→ **Task list**:
**A.** Select every line of the records that contains the string "block", and copy each one out.
**B.** Pick up the NFS cluster post below where it stops, and continue it with new writing.

Something in our use of the cluster appears to be triggering what
looks like a race condition in the NFSv4 client/server communications.
 This issue prevents us from using NFS reliably in our cluster.
Although we do very high I/O at times, this alone does not appear to
be the trigger.  It is possibly a related to a problem of having SLURM
starting 200-300 jobs at once, where each job hits a common NFS
fileserver for the program binaries, for example.  In our cluster
testing, this appears to reliably cause about half the jobs to fail
while loading the program itself - they hang in D state indefinitely,
but are killable.

Looking at dozens of clients, we can do tcpdump, and see messages
similar to the above being sent at a high rate from the gigabit
connected compute nodes - the main indication being a context switch
rate of 20-30K per second.  The 10 gigabit connected server is
functioning, but seeing context switch rates of 200-300K per second -
an exceptional rate that appears to slow down NFS services for all
other users.  I have not done any extensive packet capture to
determine actual traffic rates, but am pretty sure it is limited by
wire speed and CPU.

→ **Information supplied**:
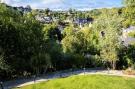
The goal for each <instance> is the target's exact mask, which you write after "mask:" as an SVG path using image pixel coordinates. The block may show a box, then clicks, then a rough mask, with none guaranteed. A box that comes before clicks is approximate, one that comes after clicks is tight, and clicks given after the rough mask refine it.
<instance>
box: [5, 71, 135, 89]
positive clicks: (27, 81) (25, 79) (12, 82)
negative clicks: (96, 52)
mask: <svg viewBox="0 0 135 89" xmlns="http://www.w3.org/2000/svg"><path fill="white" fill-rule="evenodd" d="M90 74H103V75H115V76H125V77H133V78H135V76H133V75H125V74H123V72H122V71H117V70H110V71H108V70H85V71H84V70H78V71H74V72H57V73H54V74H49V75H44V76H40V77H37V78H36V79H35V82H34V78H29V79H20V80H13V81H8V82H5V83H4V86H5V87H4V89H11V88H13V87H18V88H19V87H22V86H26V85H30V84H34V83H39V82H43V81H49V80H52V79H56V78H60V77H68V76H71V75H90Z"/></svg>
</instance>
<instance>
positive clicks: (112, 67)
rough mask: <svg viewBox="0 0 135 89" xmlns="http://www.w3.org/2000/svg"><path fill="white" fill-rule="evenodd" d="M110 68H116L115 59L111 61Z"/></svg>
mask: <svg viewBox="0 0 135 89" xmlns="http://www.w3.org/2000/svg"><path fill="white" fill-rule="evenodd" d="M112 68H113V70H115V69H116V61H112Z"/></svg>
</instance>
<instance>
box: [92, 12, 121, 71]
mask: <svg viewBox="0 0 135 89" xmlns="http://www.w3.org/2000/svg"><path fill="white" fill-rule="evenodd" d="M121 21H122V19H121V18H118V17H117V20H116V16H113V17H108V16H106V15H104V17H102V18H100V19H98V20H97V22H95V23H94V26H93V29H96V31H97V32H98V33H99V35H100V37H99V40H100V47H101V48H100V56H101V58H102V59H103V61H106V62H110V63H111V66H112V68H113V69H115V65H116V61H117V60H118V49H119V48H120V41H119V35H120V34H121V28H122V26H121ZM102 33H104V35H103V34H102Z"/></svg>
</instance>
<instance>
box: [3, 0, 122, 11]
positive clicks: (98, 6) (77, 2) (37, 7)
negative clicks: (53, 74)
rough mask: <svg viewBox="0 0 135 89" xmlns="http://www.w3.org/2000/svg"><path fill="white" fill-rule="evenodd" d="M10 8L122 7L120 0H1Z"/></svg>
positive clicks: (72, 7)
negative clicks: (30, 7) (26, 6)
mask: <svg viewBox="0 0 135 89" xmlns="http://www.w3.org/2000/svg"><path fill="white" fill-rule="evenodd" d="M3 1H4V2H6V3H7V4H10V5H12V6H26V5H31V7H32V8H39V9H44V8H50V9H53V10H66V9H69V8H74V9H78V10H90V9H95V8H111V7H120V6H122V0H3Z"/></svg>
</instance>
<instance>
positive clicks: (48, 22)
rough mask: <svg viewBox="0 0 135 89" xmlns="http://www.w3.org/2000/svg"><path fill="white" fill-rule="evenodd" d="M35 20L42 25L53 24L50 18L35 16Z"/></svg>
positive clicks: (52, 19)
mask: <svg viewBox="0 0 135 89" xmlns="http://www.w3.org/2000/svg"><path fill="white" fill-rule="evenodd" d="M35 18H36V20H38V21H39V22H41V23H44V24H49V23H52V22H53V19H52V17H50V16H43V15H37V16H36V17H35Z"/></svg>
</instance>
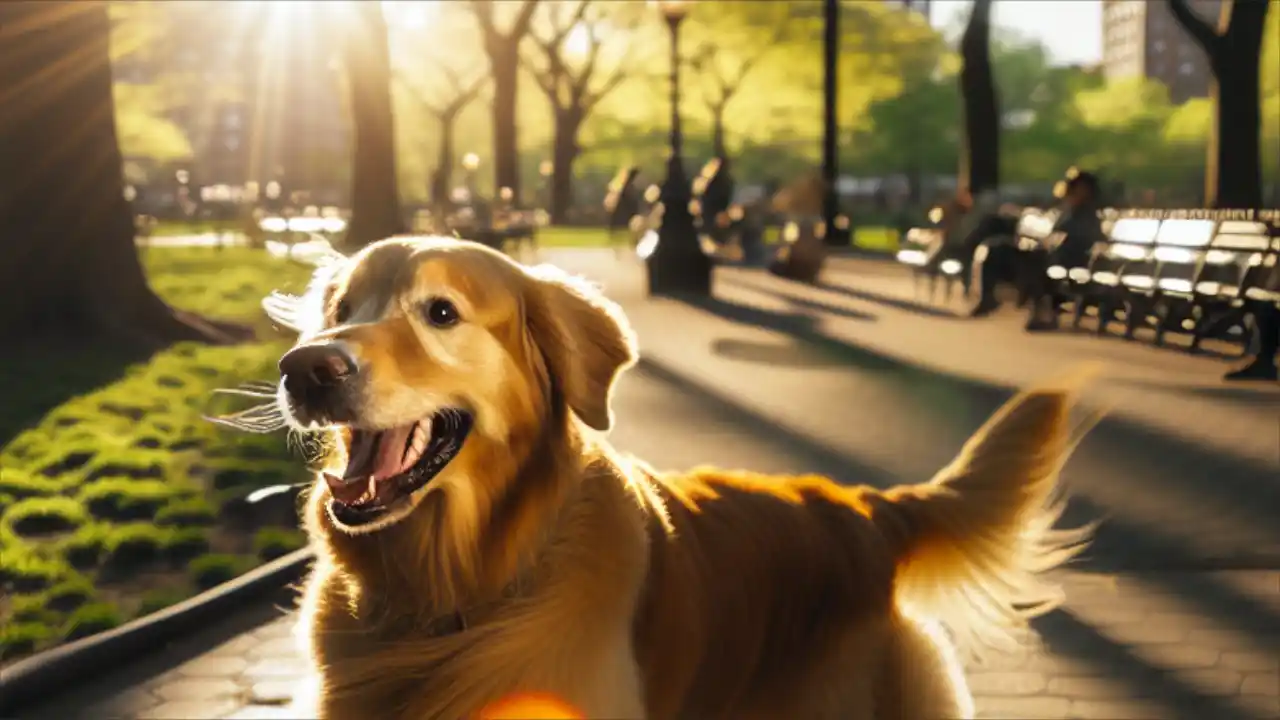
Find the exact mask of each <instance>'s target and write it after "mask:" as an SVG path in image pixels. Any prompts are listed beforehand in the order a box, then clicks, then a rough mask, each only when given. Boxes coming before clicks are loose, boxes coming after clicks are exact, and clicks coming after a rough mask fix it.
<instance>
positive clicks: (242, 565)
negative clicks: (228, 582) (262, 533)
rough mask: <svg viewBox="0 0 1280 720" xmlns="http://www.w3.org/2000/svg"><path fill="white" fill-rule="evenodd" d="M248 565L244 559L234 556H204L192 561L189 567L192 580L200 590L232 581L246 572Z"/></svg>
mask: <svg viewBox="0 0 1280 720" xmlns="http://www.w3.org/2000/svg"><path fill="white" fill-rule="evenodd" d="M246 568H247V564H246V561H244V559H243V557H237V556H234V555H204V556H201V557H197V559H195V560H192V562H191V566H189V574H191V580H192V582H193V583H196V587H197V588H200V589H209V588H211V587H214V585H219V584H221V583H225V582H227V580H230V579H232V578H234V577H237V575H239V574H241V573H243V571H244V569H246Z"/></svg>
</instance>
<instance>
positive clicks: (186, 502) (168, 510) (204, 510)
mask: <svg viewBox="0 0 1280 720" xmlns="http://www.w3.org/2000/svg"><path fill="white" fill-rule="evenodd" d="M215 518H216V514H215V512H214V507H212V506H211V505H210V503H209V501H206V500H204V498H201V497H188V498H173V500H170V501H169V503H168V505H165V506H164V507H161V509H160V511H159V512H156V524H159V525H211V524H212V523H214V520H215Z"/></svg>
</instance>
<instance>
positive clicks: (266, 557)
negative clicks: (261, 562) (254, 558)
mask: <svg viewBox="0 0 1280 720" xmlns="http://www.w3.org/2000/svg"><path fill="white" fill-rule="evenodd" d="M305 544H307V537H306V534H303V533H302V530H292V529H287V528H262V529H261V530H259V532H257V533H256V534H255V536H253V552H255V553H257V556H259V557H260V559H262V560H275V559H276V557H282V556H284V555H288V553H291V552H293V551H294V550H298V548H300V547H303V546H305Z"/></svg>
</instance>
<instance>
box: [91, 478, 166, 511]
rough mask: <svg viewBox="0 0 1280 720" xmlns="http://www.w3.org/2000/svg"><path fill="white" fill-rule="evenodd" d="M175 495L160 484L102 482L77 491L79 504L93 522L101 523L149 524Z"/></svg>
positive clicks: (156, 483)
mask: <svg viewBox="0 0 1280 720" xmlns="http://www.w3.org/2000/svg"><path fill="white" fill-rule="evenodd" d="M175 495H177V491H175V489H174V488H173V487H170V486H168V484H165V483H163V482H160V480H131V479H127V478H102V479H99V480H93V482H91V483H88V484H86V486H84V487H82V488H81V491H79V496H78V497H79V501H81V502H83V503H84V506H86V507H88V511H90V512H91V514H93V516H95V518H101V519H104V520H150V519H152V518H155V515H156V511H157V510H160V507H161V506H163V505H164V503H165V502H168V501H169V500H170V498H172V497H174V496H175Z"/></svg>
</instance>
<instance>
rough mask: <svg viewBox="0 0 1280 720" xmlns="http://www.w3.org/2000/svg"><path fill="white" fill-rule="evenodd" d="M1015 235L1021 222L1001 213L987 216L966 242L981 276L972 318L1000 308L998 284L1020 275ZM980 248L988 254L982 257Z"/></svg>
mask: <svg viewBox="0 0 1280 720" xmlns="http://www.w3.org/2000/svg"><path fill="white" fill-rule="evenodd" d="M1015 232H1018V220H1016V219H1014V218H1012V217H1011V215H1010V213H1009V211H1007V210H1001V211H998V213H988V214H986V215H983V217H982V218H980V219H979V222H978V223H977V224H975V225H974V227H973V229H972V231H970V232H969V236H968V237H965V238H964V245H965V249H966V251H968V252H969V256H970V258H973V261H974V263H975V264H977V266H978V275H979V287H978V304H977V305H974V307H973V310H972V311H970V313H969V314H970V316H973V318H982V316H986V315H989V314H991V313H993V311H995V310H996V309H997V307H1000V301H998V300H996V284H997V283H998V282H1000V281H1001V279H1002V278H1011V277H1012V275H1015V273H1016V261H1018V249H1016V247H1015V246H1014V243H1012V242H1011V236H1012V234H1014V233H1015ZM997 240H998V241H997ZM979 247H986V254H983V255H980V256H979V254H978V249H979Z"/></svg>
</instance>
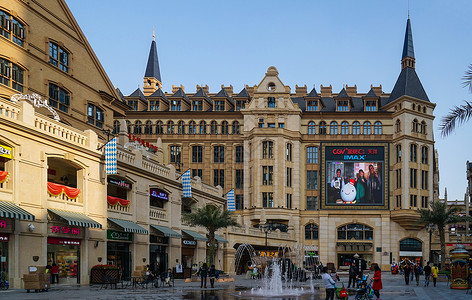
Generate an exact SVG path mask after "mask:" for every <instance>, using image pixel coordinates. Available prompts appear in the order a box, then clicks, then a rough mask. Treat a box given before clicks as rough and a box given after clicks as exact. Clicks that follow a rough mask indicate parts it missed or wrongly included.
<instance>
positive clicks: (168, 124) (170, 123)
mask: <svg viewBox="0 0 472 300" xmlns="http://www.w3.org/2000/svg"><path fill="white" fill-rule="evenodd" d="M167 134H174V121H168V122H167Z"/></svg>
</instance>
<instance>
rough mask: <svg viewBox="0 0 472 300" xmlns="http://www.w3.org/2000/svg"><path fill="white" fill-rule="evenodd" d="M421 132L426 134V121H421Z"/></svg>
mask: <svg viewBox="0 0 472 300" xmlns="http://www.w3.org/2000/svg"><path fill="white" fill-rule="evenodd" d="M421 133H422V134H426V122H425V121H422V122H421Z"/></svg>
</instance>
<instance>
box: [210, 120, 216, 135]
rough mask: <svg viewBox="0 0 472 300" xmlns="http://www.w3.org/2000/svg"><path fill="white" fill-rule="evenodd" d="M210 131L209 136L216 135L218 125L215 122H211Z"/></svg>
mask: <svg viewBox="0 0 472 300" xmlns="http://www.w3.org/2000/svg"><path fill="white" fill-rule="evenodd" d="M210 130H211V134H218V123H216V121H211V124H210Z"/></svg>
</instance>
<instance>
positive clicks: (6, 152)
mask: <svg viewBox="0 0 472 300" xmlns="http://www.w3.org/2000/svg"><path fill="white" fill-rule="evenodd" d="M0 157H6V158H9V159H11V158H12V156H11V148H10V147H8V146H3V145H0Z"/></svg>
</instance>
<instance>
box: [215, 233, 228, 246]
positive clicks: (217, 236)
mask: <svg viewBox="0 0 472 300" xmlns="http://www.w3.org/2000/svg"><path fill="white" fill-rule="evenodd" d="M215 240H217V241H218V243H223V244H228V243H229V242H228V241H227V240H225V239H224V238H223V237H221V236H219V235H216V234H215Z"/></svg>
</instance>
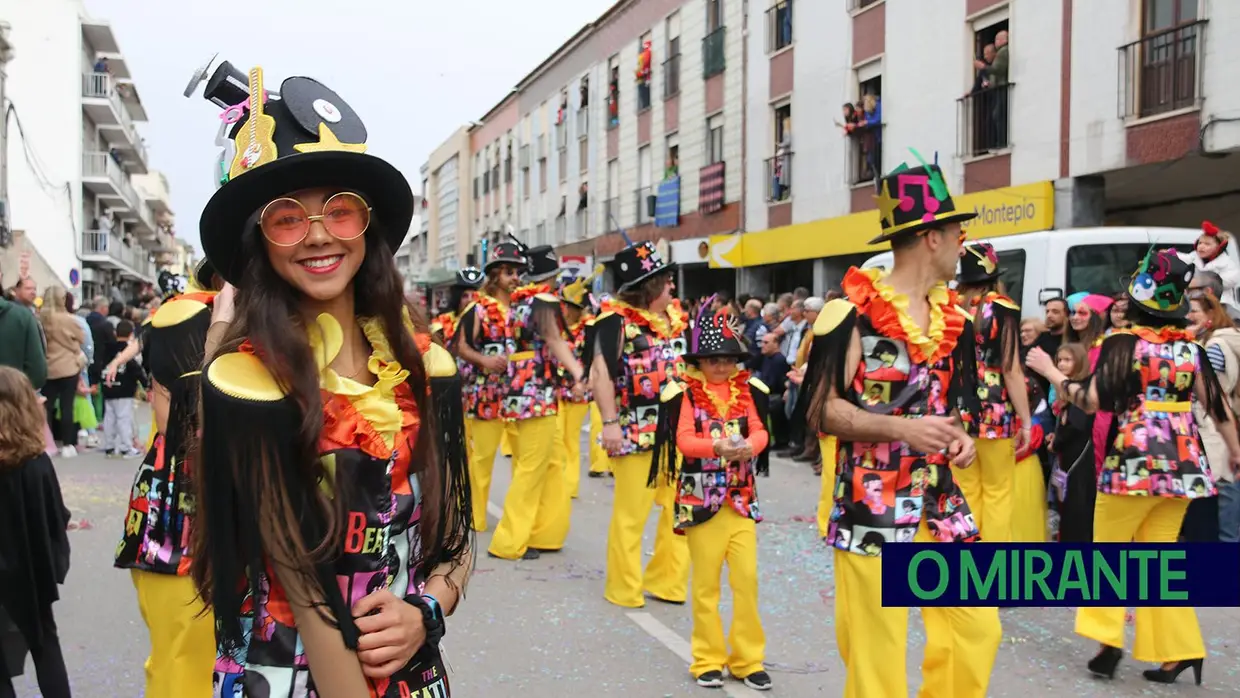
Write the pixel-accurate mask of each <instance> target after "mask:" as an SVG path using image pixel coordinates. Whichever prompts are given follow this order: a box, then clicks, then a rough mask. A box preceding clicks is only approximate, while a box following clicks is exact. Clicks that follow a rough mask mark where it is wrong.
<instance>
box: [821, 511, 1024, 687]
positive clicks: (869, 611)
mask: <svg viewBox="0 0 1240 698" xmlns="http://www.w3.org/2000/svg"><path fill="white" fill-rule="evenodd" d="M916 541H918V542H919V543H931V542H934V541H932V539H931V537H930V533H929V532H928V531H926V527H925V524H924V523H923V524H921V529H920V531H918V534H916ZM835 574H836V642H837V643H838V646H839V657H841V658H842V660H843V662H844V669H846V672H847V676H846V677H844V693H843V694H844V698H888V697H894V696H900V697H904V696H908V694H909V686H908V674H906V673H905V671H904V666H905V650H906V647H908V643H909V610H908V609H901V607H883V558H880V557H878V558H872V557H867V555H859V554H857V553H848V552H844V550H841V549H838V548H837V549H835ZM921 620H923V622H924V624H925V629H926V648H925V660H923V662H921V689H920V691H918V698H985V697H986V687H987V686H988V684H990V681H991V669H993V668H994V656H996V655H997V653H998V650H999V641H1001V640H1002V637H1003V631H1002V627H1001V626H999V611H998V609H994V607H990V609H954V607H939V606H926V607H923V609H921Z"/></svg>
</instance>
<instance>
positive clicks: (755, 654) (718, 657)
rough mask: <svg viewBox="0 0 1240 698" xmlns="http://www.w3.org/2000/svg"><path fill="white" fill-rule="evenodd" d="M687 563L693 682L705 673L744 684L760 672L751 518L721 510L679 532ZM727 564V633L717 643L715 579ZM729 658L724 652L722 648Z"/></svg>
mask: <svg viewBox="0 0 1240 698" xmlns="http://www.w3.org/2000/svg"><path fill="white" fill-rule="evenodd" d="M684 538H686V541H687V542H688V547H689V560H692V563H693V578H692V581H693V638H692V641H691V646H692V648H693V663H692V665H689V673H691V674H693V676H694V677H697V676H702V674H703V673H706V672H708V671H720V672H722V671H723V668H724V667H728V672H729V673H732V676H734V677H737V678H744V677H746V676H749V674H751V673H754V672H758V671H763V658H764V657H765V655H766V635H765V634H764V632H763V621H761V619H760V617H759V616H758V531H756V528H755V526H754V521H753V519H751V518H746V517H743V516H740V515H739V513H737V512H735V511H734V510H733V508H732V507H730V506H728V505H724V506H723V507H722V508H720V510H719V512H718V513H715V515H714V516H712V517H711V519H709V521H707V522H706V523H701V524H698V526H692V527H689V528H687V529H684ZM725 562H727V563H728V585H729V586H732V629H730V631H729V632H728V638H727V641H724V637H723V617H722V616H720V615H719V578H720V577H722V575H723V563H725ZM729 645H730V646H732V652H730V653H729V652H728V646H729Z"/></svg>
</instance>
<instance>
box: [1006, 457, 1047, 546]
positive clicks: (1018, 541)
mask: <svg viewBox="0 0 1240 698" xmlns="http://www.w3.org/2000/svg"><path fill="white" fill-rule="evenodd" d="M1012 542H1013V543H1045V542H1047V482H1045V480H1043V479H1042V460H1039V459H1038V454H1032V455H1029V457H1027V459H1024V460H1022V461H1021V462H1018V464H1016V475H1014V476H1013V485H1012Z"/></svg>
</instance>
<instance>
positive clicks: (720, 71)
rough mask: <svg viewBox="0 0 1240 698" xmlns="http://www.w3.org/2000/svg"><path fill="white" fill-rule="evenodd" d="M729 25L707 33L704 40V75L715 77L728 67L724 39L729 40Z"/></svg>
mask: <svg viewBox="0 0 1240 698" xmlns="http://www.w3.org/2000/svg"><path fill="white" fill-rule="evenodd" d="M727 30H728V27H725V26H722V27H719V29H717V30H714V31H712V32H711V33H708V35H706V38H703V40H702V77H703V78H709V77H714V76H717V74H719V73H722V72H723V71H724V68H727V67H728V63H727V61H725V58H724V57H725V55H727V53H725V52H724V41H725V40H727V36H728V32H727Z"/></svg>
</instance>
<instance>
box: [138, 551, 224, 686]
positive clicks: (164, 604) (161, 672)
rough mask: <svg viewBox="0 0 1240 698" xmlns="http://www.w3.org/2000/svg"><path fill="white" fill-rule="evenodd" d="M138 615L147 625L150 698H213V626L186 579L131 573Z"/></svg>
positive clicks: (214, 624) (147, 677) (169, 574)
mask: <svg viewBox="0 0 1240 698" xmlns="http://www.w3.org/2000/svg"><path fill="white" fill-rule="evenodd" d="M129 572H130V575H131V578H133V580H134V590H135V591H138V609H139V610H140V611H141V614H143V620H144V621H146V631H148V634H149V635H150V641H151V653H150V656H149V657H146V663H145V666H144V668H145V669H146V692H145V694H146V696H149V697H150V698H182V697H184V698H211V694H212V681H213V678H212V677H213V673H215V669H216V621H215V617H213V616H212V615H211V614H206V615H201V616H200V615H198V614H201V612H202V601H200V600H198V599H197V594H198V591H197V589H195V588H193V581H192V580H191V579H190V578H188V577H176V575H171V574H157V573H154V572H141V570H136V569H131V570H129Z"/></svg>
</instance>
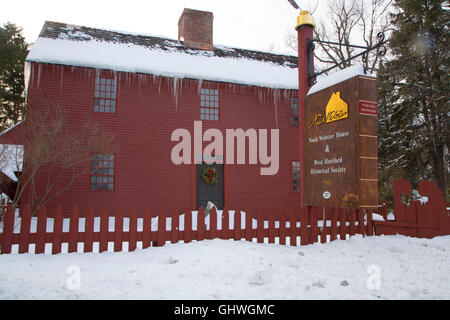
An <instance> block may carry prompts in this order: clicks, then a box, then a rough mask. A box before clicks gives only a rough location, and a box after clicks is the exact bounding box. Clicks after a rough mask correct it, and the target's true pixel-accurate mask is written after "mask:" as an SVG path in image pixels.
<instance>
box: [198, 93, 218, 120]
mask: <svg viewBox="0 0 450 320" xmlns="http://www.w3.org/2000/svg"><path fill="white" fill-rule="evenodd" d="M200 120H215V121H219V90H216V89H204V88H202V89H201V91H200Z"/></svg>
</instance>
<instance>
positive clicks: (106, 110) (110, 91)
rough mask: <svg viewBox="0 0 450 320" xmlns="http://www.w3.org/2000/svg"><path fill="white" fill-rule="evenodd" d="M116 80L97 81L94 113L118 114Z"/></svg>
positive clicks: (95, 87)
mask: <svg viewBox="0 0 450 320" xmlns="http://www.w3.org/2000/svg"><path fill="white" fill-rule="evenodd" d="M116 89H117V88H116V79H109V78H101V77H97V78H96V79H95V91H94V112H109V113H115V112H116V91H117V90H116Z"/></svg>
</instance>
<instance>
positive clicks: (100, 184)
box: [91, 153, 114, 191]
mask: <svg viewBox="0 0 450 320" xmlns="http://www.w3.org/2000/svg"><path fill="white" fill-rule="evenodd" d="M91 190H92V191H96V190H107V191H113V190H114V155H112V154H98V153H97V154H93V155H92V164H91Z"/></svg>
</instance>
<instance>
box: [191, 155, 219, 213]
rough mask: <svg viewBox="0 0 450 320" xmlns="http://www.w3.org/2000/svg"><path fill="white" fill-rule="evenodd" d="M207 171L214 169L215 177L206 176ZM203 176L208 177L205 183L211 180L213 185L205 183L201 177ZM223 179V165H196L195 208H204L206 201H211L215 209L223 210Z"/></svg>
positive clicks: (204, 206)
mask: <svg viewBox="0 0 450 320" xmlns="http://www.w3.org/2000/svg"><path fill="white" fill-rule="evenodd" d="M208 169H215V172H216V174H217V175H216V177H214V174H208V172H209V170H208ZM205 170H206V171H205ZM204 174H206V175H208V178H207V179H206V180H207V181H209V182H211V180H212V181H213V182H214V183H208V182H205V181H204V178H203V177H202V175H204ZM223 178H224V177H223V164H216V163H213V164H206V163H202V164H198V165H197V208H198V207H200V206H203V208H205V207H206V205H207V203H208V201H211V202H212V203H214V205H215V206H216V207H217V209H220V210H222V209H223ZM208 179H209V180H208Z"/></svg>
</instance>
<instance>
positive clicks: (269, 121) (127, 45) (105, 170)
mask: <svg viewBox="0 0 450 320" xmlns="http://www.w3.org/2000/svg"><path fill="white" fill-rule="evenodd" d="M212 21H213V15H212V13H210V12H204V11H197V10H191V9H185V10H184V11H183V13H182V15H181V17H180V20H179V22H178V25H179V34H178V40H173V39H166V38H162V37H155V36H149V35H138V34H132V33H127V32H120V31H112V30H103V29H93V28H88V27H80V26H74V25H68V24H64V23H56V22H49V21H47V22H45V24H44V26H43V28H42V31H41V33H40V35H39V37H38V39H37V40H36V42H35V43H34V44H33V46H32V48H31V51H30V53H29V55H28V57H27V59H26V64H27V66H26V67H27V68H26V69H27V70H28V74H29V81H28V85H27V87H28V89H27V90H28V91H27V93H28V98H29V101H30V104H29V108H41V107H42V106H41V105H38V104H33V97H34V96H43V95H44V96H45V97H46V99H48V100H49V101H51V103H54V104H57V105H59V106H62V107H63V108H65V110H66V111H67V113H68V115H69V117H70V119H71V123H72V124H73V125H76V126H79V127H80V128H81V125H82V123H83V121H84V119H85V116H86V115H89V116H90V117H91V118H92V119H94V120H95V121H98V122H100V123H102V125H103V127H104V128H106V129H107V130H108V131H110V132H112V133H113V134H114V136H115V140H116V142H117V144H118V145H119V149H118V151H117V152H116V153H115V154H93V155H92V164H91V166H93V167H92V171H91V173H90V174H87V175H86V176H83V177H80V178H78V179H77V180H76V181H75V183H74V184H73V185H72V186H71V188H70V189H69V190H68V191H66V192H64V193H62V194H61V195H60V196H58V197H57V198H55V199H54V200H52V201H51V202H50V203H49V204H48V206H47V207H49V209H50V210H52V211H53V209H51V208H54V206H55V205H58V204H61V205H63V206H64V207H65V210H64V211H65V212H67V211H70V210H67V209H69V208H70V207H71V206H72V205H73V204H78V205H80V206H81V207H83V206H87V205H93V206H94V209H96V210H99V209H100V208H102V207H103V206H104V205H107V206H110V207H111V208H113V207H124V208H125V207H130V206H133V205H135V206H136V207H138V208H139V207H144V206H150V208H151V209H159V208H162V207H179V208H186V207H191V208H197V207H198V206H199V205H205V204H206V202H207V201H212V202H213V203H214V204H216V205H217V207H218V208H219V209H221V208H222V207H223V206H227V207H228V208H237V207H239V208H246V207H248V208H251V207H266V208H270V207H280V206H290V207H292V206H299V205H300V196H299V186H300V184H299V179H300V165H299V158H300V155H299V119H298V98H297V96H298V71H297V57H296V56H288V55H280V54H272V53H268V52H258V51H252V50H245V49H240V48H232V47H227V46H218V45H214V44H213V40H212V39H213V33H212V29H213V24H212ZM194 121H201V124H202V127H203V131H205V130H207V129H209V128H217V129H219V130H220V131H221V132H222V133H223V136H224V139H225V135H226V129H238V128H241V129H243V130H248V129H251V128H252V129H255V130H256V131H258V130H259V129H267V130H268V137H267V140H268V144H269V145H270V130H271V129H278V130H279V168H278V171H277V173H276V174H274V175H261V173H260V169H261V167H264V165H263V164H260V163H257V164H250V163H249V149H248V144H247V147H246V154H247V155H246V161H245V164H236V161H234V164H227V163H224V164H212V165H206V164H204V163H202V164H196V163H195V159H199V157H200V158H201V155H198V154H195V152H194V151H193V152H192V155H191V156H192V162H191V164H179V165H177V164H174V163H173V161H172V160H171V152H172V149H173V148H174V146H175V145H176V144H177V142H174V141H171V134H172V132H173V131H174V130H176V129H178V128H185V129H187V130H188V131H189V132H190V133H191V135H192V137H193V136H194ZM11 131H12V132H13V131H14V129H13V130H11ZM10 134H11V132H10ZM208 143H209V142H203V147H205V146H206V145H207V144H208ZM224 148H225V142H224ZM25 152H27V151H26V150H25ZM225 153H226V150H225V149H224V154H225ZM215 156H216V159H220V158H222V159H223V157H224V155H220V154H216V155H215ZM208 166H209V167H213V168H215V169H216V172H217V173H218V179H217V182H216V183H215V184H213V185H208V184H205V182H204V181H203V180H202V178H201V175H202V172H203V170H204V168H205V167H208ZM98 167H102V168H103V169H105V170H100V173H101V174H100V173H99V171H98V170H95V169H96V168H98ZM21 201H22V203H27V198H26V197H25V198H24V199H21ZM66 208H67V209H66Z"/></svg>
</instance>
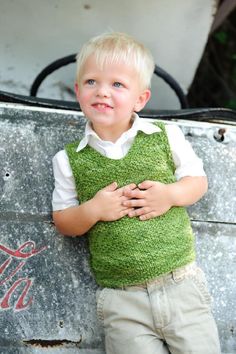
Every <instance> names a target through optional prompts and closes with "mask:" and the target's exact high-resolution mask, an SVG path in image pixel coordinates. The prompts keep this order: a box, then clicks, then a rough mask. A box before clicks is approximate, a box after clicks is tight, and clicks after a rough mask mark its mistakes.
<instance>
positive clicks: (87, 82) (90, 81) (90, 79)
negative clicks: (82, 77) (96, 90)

→ **Responses for each task**:
**A.**
The goal for each <instance> is the target's exact mask, which you write after "mask:" as an SVG path using image pixel coordinates. The block may show a box, then clicks, then a rough mask, with none guaranteed. A box that comes before clicks is approximate, one that comes after clicks is tight, and clicks given after the rough mask refine it.
An <instance> block may carry prompts in this order: clicks, then a box, then a rough mask. A box before clicks gives only a rough location, and a box after clicks is the exact bounding box. Clicks after a rough mask correct it, and the target's true pixel-accurate mask is written after "mask:" as an SVG path in image pixels.

**B.**
The client nodes in this scenario are not actively being used - some
show zero processes in D state, others show dozens of jobs stuck in D
state (these jobs are unkillable) - the NFSv4 server shows nfsd jobs
running flat out.

Mount commands look like this:
for h in $servers do ;
    mount -t nfs4 -o rw,soft,intr,nodev,nosuid,async ${h}:/ /net/$h
done

The NFSv4 servers all start using stock Ubuntu 10.04 setup - no tuning
has been done.

We can trivially get packet captures with more packets, but they are
all similar - 15-20 client nodes all pounding one NFS server node.

Any guesses as to what we can try?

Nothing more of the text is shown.